Text passage -
----

Joybelle..I need to ask -- what you WOULD do with songs like "The Wee Cooper O Fife"? Would you eradicate them? Would you leave them in old books, but only allow certain people to see them? Would you just leave the room when someone else sings them? Do you sing only sweet, happy songs?

Your statement "In fact I'll avoid songs, comic and otherwise, that CONDONE cruel behaviour.", made me think hard about the issue, and the conclusion I come to is, the song does not condone anything...one of the characters in the song condones a certain type of behavior. The song merely paints a picture of this behavior, and no one should ever assume that a singer approves of the attitude expressed in a song.

----

What this task involves - Carry on the post about whether singing "The Wee Cooper O Fife" means approving of the cruelty it describes, starting right after its last sentence.

Excerpted records -
----

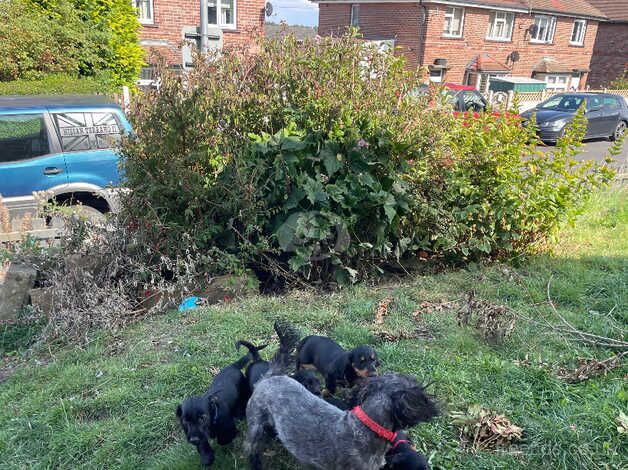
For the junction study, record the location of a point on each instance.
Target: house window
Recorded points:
(557, 82)
(454, 20)
(578, 32)
(543, 29)
(144, 11)
(355, 15)
(222, 13)
(500, 26)
(436, 76)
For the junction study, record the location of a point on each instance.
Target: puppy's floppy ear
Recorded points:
(412, 406)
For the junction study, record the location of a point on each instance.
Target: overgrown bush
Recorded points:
(316, 159)
(74, 37)
(32, 43)
(55, 84)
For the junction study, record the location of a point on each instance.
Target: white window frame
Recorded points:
(582, 33)
(219, 23)
(505, 18)
(450, 13)
(151, 20)
(355, 15)
(438, 79)
(550, 29)
(552, 81)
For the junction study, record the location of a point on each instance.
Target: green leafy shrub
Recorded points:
(33, 44)
(56, 84)
(73, 37)
(317, 159)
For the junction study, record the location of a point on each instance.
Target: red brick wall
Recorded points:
(172, 15)
(610, 54)
(401, 21)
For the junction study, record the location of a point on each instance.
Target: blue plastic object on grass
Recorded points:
(189, 303)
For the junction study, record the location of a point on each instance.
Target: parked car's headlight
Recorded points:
(553, 125)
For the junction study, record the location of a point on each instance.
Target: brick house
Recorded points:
(610, 52)
(167, 25)
(470, 41)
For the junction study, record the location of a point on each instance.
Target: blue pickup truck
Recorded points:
(64, 146)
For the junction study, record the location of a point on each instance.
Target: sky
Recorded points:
(301, 12)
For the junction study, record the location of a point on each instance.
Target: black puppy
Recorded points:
(334, 363)
(256, 369)
(213, 414)
(309, 380)
(403, 455)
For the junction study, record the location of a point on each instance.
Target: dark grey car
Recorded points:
(607, 115)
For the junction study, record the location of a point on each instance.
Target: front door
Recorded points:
(595, 116)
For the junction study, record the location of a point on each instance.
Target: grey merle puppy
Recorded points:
(322, 436)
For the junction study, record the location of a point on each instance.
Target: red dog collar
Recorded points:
(381, 431)
(399, 442)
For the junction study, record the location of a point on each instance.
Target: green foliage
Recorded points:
(500, 195)
(316, 159)
(33, 44)
(56, 84)
(116, 395)
(73, 37)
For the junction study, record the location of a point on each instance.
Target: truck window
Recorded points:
(22, 136)
(87, 131)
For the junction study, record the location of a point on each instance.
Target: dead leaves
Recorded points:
(494, 322)
(622, 423)
(481, 429)
(382, 310)
(588, 368)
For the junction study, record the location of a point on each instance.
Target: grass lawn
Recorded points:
(111, 404)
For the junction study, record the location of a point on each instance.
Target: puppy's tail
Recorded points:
(288, 340)
(253, 350)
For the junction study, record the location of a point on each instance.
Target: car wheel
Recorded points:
(87, 212)
(620, 130)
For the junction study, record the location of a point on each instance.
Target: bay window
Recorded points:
(500, 26)
(222, 13)
(454, 20)
(543, 30)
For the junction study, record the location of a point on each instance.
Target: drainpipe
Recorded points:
(204, 21)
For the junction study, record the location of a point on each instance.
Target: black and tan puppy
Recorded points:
(212, 415)
(258, 367)
(403, 455)
(334, 363)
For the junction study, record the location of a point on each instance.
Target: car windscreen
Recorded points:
(563, 103)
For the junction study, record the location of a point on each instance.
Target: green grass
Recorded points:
(111, 404)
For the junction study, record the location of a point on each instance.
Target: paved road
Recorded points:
(597, 150)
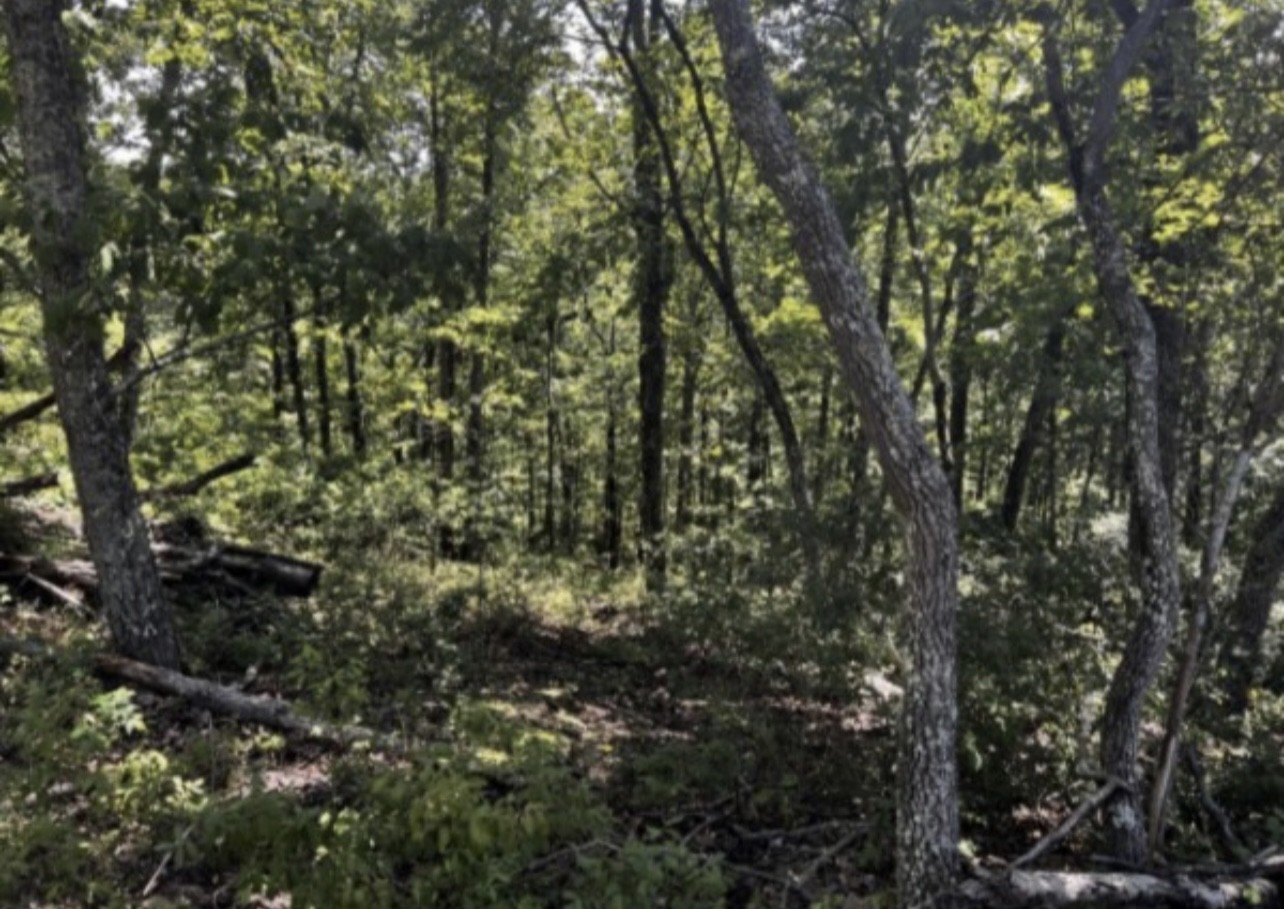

----

Right answer -
   A huge number of the folk songs I know in English contain some 'bad'(and often cruel) behavior, and I think it is important that these songs are heard and remembered as a mirror of the strange species of animal to which we belong. Yes, at one time it was widely considered 'ok' for men to beat wives that did not please them.....now it is a whole lot LESS condoned--perhaps due to the implied ridicule of the practice in some songs. (I know, I know...it is not 'explicitly' condemned...but then the song would not be 'fun' while it exposes. It is much harder to write a 'good' song which includes a moral lesson. It is much easier to describe the situation and let folks decide for themselves.

I am not suggesting that you, or anyone, go learn a bunch of songs which are not what they like to sing, just because Bill D stated that it's good for them..*smile*, I just want to lay out one viewpoint about how we can approach all these musical records of our own history.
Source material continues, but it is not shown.